TEXTAUSZUG »
Die den Qualifizierten Einrichtungen abverlangten Angaben dienen dazu, den Informationspflichten an die Kommission nachkommen zu können und rasch Probleme mit diesem neu geschaffenen Verfahren und weitere Potentiale erkennen zu können. Die Qualifizierten Einrichtungen sollen dadurch aber nicht über die Maßen belastet werden. Die Angaben der Qualifizierten Einrichtungen müssen daher nicht Detailberechnungen oder ähnliches enthalten, auch müssen aufgewendete Zeiten nicht minutiös statistisch ausgewertet werden, vielmehr können die Angaben auch schematisch und überblicksartig erfolgen.
Zu § 9
Gemäß § 9 Abs. 1 ist eine Qualifizierte Einrichtung, die als solche tätig ist, dazu verpflichtet, Informationen zu geplanten, laufenden und abgeschlossenen Verbandsklageverfahren auf ihrer Website bereitzustellen.

ANGEZEIGTE DATEN »
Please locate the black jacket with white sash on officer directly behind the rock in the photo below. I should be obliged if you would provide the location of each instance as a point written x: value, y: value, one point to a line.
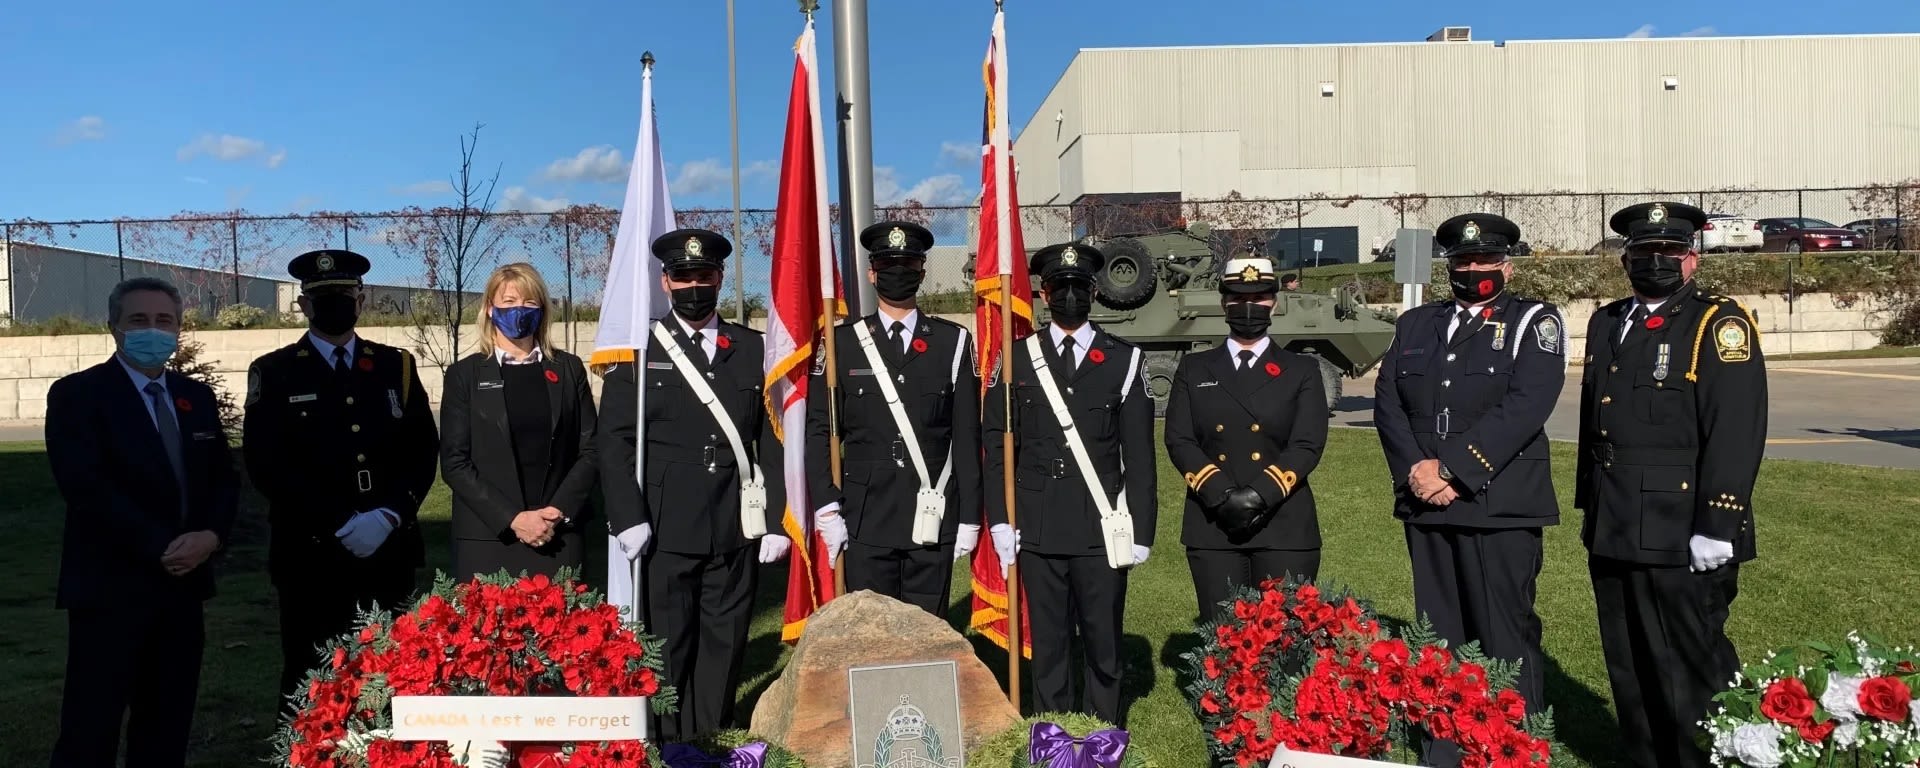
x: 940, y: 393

--

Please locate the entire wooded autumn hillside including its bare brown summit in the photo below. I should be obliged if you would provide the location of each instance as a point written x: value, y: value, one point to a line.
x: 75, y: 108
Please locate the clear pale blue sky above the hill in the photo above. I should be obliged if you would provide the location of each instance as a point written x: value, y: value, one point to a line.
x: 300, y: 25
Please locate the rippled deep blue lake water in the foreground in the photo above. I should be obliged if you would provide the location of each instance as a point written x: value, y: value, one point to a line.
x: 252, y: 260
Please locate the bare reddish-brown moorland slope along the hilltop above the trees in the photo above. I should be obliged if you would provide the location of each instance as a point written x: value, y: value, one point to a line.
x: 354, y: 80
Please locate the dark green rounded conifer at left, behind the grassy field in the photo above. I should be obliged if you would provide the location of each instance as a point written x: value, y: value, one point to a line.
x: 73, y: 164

ARBEITSAUFTRAG 1 »
Warum müssen die Angaben der Qualifizierten Einrichtungen laut Textauszug keine Detailberechnungen enthalten? Antworte in ein bis drei Sätzen.
ARBEITSAUFTRAG 2 »
Bearbeite den Textauszug: Gib ihn von "Die den Qualifizierten" bis "ihrer Website bereitzustellen." wieder und ersetze dabei "Angaben" durch "Auskünfte".
Die Einträge spielen hierfür keine Rolle.

ANTWORTFELD 1 »
Die Qualifizierten Einrichtungen sollen durch die verlangten Angaben nicht über die Maßen belastet werden. Deshalb können die Angaben schematisch und überblicksartig erfolgen, ohne Detailberechnungen und ohne minutiöse statistische Auswertung der aufgewendeten Zeiten.

ANTWORTFELD 2 »
Die den Qualifizierten Einrichtungen abverlangten Auskünfte dienen dazu, den Informationspflichten an die Kommission nachkommen zu können und rasch Probleme mit diesem neu geschaffenen Verfahren und weitere Potentiale erkennen zu können. Die Qualifizierten Einrichtungen sollen dadurch aber nicht über die Maßen belastet werden. Die Auskünfte der Qualifizierten Einrichtungen müssen daher nicht Detailberechnungen oder ähnliches enthalten, auch müssen aufgewendete Zeiten nicht minutiös statistisch ausgewertet werden, vielmehr können die Auskünfte auch schematisch und überblicksartig erfolgen.
Zu § 9
Gemäß § 9 Abs. 1 ist eine Qualifizierte Einrichtung, die als solche tätig ist, dazu verpflichtet, Informationen zu geplanten, laufenden und abgeschlossenen Verbandsklageverfahren auf ihrer Website bereitzustellen.